• _Trecho da página_:

_____

7) Quando a garrafa de champagne não se quebra no costado, por ocasião do batismo, é mau sinal para o navio. A garrafa de champanhe tem que quebrar, para dar vida ao navio. Soubemos que a garrafa não quebrou quando do lançamento do cruzeiro Costa Concórdia. O choque do champanhe no costado representa a primeira palmada, o suspiro da vida; e o líquido derramado, as lágrimas da criança que acabou de nascer. Esse ritual deve ser cumprido com uma bebida de qualidade.
8) Quando um padre visita o navio no porto, para rezar uma missa, significa mau tempo na certa. Parece cômico, mas já tive essa experiência por duas vezes, quando, eventualmente, recebíamos visitas das missões católicas. Os padres visitavam os navios e insistiam em rezar uma missa a bordo para converter os marinheiros pecadores. Bem que tentamos resistir. Mas, certa ocasião, quando escalamos na cidade de Houston, Texas, ficou difícil arranjar motivos para evitar que o padre representante da missão católica Stella Maris rezasse uma missa a bordo.

_____

• _Registros fornecidos_:

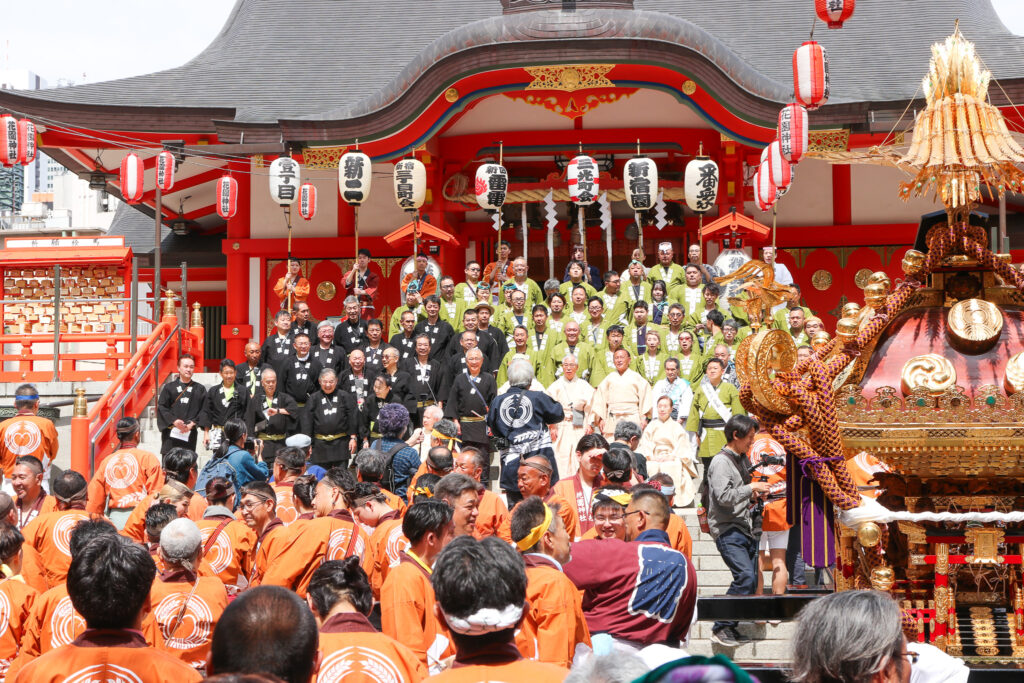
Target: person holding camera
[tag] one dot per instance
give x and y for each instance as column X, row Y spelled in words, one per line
column 731, row 499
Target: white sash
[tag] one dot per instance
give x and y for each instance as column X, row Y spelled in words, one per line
column 711, row 393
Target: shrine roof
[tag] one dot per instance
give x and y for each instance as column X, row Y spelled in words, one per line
column 325, row 59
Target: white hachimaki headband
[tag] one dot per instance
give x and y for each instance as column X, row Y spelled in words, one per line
column 484, row 621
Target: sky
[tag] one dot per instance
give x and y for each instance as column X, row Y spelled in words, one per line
column 86, row 42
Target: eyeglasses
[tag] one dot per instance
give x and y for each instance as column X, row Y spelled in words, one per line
column 608, row 520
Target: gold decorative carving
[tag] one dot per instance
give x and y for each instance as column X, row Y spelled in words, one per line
column 930, row 372
column 326, row 291
column 975, row 324
column 986, row 545
column 771, row 350
column 1014, row 379
column 861, row 279
column 883, row 579
column 569, row 79
column 914, row 532
column 821, row 280
column 323, row 158
column 835, row 139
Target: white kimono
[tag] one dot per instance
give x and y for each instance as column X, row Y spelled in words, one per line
column 569, row 393
column 670, row 450
column 625, row 396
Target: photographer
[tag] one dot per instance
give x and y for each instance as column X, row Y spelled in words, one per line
column 731, row 498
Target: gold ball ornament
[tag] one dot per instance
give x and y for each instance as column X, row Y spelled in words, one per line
column 847, row 330
column 851, row 309
column 882, row 278
column 883, row 579
column 876, row 294
column 868, row 535
column 819, row 340
column 913, row 261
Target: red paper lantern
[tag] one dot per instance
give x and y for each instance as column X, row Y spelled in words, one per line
column 778, row 168
column 810, row 75
column 792, row 132
column 26, row 141
column 227, row 197
column 307, row 201
column 165, row 171
column 834, row 12
column 131, row 178
column 8, row 140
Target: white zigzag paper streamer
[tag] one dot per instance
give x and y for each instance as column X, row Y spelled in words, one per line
column 660, row 215
column 549, row 207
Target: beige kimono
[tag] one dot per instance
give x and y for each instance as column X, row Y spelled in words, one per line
column 669, row 449
column 569, row 393
column 625, row 396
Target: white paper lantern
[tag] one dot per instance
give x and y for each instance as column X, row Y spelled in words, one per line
column 26, row 141
column 584, row 180
column 492, row 185
column 285, row 173
column 307, row 201
column 165, row 171
column 764, row 191
column 8, row 140
column 779, row 169
column 354, row 177
column 131, row 178
column 640, row 182
column 227, row 197
column 792, row 132
column 410, row 184
column 700, row 183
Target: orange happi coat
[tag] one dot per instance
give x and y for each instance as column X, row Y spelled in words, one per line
column 27, row 435
column 554, row 624
column 491, row 666
column 492, row 514
column 408, row 612
column 15, row 606
column 352, row 651
column 332, row 538
column 184, row 609
column 108, row 655
column 565, row 510
column 134, row 527
column 124, row 479
column 49, row 535
column 231, row 552
column 383, row 549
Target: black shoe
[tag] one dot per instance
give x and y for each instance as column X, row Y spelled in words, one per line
column 726, row 636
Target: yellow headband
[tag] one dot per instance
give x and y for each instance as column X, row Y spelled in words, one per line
column 444, row 437
column 535, row 535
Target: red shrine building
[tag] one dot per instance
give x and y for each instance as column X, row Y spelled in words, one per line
column 457, row 83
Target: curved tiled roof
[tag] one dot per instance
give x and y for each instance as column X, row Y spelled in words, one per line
column 335, row 59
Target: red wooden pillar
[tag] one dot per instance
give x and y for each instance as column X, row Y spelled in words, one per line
column 842, row 195
column 237, row 333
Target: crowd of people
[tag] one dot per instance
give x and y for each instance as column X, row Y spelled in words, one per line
column 483, row 494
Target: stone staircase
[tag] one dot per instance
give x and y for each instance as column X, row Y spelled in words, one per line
column 770, row 643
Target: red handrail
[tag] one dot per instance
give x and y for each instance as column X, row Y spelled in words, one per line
column 94, row 435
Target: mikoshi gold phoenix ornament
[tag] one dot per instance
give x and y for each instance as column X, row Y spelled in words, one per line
column 961, row 141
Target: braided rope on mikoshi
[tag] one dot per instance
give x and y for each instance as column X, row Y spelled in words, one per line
column 808, row 387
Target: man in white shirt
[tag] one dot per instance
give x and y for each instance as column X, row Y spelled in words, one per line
column 782, row 274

_____

• _Lista de tarefas_:
**1.** De acordo com o trecho sobre superstições de navio, por que a garrafa de champanhe precisa se quebrar no costado durante o batismo? Explique também o que o choque e o líquido derramado representam.
**2.** Reproduza, do trecho sobre superstições de navio, tudo o que vai de "8) Quando um" até "missa a bordo.".

• _Respostas_:
**1.** A garrafa precisa quebrar para dar vida ao navio. O choque do champanhe no costado representa a primeira palmada, o suspiro da vida, e o líquido derramado representa as lágrimas da criança que acabou de nascer.

**2.**
8) Quando um padre visita o navio no porto, para rezar uma missa, significa mau tempo na certa. Parece cômico, mas já tive essa experiência por duas vezes, quando, eventualmente, recebíamos visitas das missões católicas. Os padres visitavam os navios e insistiam em rezar uma missa a bordo para converter os marinheiros pecadores. Bem que tentamos resistir. Mas, certa ocasião, quando escalamos na cidade de Houston, Texas, ficou difícil arranjar motivos para evitar que o padre representante da missão católica Stella Maris rezasse uma missa a bordo.